**Excerpted passage**
....................
Wootton Lodge is a privately owned 17th-century country house situated at Wootton near Ellastone, Staffordshire, England. It is a Grade I listed building.

==Architectural description==
The impressive west entrance front has basements and three storeys topped by a balustraded parapet. Five main bays are flanked at north and south by three-sided angled bays, all windows being mullioned and transomed. The rear courtyard has a pair of matching pavilions which are Grade II* listed.

==History==
The nearby Calwich Abbey estate, owned prior to the Dissolution of the Monasteries by the Priory of Kenilworth, was in 1543 granted by Henry VIII to John Fleetwood (High Sheriff of Staffordshire in 1548 and 1568), who converted the priory building into a house. Wootton Lodge was built about 1611 for Sir Richard Fleetwood Bt (High Sheriff in 1614), possibly by the architect Robert Smythson.
....................
**Dataset excerpts**
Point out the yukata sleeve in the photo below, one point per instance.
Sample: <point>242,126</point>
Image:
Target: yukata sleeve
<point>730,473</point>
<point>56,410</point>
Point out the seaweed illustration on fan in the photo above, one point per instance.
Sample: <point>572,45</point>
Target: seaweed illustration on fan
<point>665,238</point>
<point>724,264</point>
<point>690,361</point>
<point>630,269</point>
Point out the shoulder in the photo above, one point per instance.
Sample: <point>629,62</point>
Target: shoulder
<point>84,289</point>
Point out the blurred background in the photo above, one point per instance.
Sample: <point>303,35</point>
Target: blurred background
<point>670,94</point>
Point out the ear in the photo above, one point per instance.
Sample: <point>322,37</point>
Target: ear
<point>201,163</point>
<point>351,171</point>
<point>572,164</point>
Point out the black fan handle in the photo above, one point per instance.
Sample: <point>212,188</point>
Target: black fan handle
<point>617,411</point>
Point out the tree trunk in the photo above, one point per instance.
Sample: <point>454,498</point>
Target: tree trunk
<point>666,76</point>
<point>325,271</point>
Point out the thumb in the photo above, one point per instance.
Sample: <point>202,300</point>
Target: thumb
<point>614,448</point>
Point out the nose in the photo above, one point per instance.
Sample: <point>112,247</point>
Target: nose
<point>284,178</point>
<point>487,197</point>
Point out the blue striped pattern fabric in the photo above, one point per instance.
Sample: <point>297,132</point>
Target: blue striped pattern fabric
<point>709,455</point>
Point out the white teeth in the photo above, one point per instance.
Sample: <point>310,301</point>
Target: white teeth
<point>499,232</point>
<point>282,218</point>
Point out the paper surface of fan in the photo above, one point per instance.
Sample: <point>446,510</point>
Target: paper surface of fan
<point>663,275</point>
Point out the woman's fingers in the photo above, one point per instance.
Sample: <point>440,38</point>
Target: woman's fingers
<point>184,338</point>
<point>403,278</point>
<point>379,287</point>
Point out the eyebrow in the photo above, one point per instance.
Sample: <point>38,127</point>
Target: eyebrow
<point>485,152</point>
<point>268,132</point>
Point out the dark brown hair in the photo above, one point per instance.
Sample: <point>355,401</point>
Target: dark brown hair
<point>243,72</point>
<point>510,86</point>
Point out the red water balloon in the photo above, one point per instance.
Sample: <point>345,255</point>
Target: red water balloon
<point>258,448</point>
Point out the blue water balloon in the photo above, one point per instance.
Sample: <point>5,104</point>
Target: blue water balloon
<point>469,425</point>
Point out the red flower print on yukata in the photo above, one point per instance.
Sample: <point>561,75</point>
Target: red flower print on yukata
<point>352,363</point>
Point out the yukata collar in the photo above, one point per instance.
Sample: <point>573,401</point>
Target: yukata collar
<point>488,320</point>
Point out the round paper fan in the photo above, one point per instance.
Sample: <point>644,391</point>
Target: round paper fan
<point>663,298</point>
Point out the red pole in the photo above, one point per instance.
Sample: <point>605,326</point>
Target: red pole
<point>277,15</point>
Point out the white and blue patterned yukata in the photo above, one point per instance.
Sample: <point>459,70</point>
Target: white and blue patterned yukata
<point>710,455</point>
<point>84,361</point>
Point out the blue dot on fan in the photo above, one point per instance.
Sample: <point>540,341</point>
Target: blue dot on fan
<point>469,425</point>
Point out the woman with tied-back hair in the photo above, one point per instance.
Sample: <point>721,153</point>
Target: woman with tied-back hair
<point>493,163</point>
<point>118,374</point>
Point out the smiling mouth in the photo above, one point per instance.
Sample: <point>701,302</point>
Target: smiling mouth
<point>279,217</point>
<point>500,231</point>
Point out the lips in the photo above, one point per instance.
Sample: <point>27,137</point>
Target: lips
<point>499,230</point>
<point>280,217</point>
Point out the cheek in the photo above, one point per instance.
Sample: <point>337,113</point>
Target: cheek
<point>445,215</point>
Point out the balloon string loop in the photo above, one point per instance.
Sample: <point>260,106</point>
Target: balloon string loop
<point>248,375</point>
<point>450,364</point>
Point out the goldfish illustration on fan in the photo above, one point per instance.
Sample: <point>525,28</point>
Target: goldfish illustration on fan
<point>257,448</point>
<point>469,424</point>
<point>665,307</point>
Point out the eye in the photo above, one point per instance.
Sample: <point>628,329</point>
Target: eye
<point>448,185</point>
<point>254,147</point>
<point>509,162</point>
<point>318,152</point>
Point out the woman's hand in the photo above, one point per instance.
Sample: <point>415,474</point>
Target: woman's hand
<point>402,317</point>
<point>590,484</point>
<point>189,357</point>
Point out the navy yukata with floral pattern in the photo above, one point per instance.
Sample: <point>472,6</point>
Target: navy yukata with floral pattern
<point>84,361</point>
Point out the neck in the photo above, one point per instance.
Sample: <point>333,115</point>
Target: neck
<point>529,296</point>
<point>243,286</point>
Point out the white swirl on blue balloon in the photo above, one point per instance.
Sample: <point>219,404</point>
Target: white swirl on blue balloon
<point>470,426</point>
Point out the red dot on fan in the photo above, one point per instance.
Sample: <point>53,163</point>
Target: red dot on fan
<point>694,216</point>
....................
**What you will do**
a) Return the stretch of the Wootton Lodge text from "Wootton Lodge is" through "I listed building.", copied word for word.
b) Answer these questions from the Wootton Lodge text:
(i) What listing grade does Wootton Lodge hold?
(ii) What tops the west entrance front?
(iii) In 1543, to whom was the Calwich Abbey estate granted, and by whom?
c) Extend the Wootton Lodge text, beginning after its final sentence.

**Task answers**
a)
Wootton Lodge is a privately owned 17th-century country house situated at Wootton near Ellastone, Staffordshire, England. It is a Grade I listed building.

b)
(i) Grade I.
(ii) A balustraded parapet.
(iii) To John Fleetwood, by Henry VIII.

c)
During the English Civil War the house was held for the Crown and was badly damaged during a Parliamentary siege. It was restored in about 1700 when a flight of balustrade entrance steps was added. Fleeing from Cromwell's army during the Civil War, one owner of Wootton Lodge took refuge in the coal cellar of Lower House at Prestwood. This had just been built by William Orpe, a member of one of Ellastone's oldest families, who had a strong connection with the nearby Croxden Abbey. The Orpes provided shelter for their Royalist friends. It was the home in 1800 of Thomas Wilson-Patten, who owned Oakamoor copper works.

During the 19th and 20th centuries the house was occupied by several tenants, including Granville, Dewes, Unwin and Heywood.

In the 1930s it was for four years the home of the British fascist leader Sir Oswald Mosley and his wife Diana Mitford.

In 1950, when great houses and their estates were being broken up due to heavy taxes and the lack of staff, the house was purchased by the then-famous war poet Major Alan Rook (of Skinner and Rook, wine merchants of Nottingham) to create two households: one for himself and his playwright partner Dennis Woodford, the other for his mother Dorothy Sophia Rook (in her youth one of the Brewills of Edwalton).

Latterly the estate was purchased and much improved by businessman J. C. Bamford and is still owned by his family.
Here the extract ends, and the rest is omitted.